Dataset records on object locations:
○ ○ ○ ○

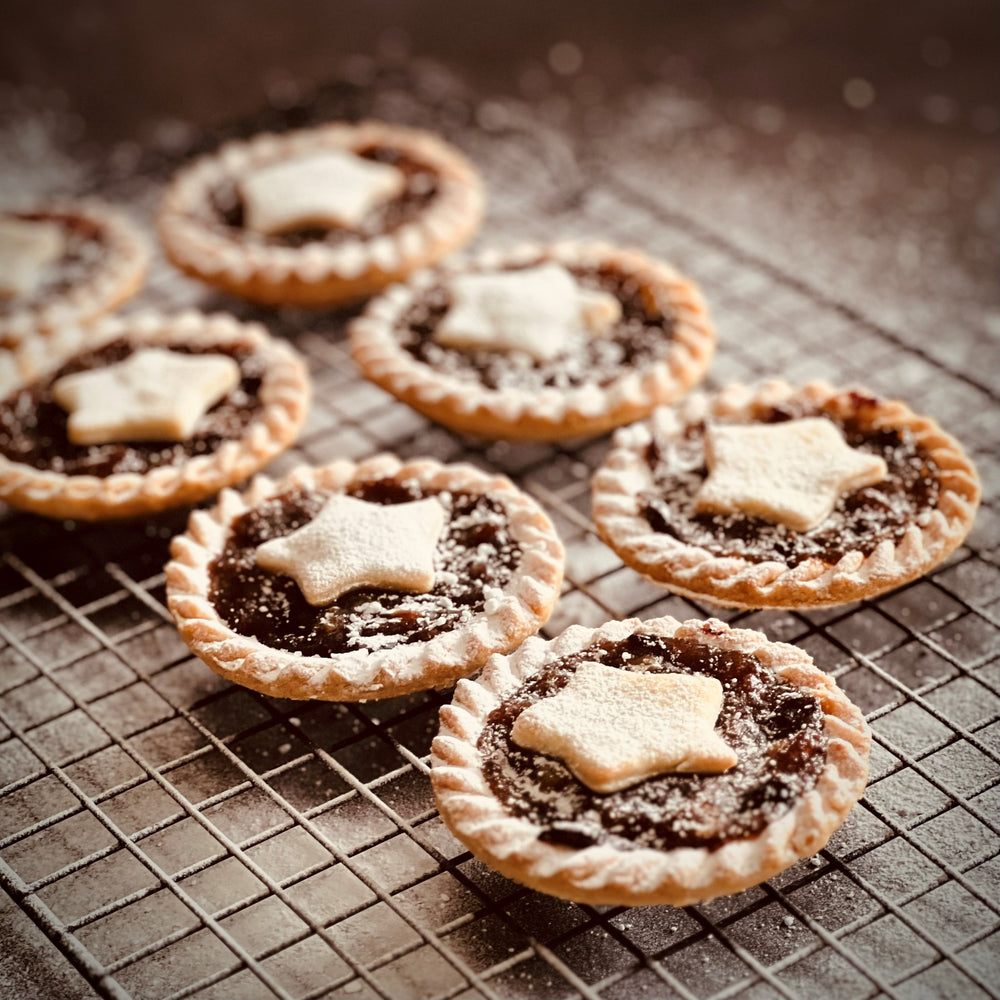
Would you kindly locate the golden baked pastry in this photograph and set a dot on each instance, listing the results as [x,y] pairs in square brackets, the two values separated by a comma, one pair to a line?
[784,497]
[320,216]
[539,343]
[139,414]
[357,581]
[648,762]
[65,262]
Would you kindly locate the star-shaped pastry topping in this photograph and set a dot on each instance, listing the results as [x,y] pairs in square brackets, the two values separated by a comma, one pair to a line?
[538,310]
[27,247]
[614,728]
[334,188]
[789,473]
[153,395]
[352,543]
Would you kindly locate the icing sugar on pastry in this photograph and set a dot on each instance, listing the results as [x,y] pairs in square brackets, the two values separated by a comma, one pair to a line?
[352,543]
[614,728]
[154,395]
[334,188]
[789,473]
[27,248]
[538,310]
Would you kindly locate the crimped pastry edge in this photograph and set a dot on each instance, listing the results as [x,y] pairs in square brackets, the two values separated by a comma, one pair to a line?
[119,276]
[693,572]
[285,394]
[318,274]
[361,676]
[551,414]
[603,874]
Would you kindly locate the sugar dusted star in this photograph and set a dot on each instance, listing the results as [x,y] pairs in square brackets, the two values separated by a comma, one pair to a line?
[27,248]
[352,543]
[153,395]
[333,188]
[789,473]
[614,728]
[538,310]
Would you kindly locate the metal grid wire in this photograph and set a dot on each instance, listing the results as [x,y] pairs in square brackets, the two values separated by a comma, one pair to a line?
[179,836]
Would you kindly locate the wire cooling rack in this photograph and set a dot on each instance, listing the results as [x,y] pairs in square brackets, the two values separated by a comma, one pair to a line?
[178,836]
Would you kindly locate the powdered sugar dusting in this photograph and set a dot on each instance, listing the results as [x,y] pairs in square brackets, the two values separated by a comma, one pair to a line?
[615,728]
[352,543]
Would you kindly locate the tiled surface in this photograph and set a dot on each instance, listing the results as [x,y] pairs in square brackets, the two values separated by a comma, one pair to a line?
[177,836]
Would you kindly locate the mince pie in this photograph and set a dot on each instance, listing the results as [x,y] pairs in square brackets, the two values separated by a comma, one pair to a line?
[648,762]
[320,216]
[782,497]
[139,414]
[538,343]
[359,581]
[65,262]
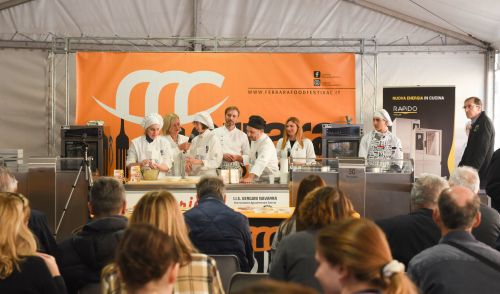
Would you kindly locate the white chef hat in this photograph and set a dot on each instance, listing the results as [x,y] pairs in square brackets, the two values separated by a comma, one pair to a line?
[205,118]
[383,114]
[152,119]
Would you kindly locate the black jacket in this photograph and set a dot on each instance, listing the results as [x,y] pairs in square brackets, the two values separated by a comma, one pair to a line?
[82,257]
[32,277]
[215,228]
[410,234]
[479,149]
[493,180]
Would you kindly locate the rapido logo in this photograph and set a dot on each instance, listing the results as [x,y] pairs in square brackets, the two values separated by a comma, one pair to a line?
[405,109]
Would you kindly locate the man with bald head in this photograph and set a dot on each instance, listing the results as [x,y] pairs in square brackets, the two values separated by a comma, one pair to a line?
[459,263]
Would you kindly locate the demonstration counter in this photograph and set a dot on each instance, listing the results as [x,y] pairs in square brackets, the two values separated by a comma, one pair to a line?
[255,195]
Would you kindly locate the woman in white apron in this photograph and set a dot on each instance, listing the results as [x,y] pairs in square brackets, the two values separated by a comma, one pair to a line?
[381,143]
[178,143]
[205,153]
[294,145]
[151,150]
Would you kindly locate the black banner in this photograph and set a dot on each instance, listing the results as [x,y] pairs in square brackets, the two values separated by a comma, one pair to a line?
[432,109]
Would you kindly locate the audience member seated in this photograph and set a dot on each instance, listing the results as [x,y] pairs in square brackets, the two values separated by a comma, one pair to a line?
[38,222]
[294,259]
[198,272]
[82,257]
[459,263]
[488,230]
[215,228]
[147,261]
[268,286]
[22,269]
[353,257]
[409,234]
[289,226]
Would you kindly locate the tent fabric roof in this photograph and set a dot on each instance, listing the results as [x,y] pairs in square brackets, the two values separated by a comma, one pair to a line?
[38,20]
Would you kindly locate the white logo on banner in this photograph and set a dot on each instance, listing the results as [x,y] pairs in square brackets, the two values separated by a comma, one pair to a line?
[157,81]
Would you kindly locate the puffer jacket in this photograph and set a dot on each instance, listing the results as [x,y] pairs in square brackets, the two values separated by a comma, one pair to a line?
[82,257]
[215,228]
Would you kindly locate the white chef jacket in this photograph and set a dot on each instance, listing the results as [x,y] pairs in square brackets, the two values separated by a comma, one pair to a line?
[262,158]
[206,147]
[158,151]
[297,151]
[376,145]
[174,146]
[234,142]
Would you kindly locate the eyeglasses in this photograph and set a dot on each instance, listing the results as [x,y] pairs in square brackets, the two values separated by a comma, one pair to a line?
[20,196]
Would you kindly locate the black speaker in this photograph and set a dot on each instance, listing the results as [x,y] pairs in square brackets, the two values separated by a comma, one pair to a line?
[73,139]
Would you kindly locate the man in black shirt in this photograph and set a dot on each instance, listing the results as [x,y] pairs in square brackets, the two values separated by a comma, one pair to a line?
[82,257]
[410,234]
[479,149]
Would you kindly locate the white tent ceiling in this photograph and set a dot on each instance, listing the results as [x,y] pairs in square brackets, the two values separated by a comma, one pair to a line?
[388,22]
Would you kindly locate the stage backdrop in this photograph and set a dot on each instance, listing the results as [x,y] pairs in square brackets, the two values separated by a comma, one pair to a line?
[432,109]
[316,88]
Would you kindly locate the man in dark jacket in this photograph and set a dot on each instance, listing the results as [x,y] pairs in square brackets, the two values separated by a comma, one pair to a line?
[493,180]
[215,228]
[82,257]
[410,234]
[479,149]
[38,223]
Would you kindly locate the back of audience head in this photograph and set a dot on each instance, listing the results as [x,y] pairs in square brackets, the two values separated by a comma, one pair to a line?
[107,197]
[211,186]
[147,259]
[160,209]
[16,240]
[323,206]
[8,182]
[354,253]
[307,184]
[458,209]
[465,176]
[426,190]
[268,286]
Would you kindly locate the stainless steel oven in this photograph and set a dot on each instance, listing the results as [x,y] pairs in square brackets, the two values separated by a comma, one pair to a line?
[340,140]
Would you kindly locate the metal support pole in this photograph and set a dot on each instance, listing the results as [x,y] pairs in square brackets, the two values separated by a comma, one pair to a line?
[66,65]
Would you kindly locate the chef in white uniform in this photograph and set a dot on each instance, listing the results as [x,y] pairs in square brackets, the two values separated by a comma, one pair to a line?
[205,153]
[151,149]
[234,142]
[178,143]
[381,143]
[294,145]
[262,158]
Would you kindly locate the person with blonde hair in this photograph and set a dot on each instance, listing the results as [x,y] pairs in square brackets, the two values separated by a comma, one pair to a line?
[178,142]
[198,272]
[294,145]
[294,259]
[353,256]
[22,269]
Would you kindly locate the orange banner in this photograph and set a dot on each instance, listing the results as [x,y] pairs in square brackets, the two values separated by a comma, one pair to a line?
[314,87]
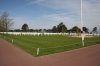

○ ○ ○ ○

WHAT THE EXERCISE ASKS:
Which lines of the data above contain the string "chef", with case counting? Copy every one of them.

SOLUTION FOR THIS PROBLEM:
Would you kindly locate the white chef hat in this photograph and set a dot on each instance, listing the results as [x,y] pairs in square brackets, the two values separated by a comma, one pair to a line?
Would you kindly locate the white chef jacket in this photograph and set a dot on each instance, listing the results as [x,y] pairs in square brackets, the two values separated by a comma, one pair to a line?
Would you kindly locate the chef in white uniform in this photograph and set a dot on each instance, listing the results as [x,y] pairs in square brackets, the two values separated by a comma, one pair to a line?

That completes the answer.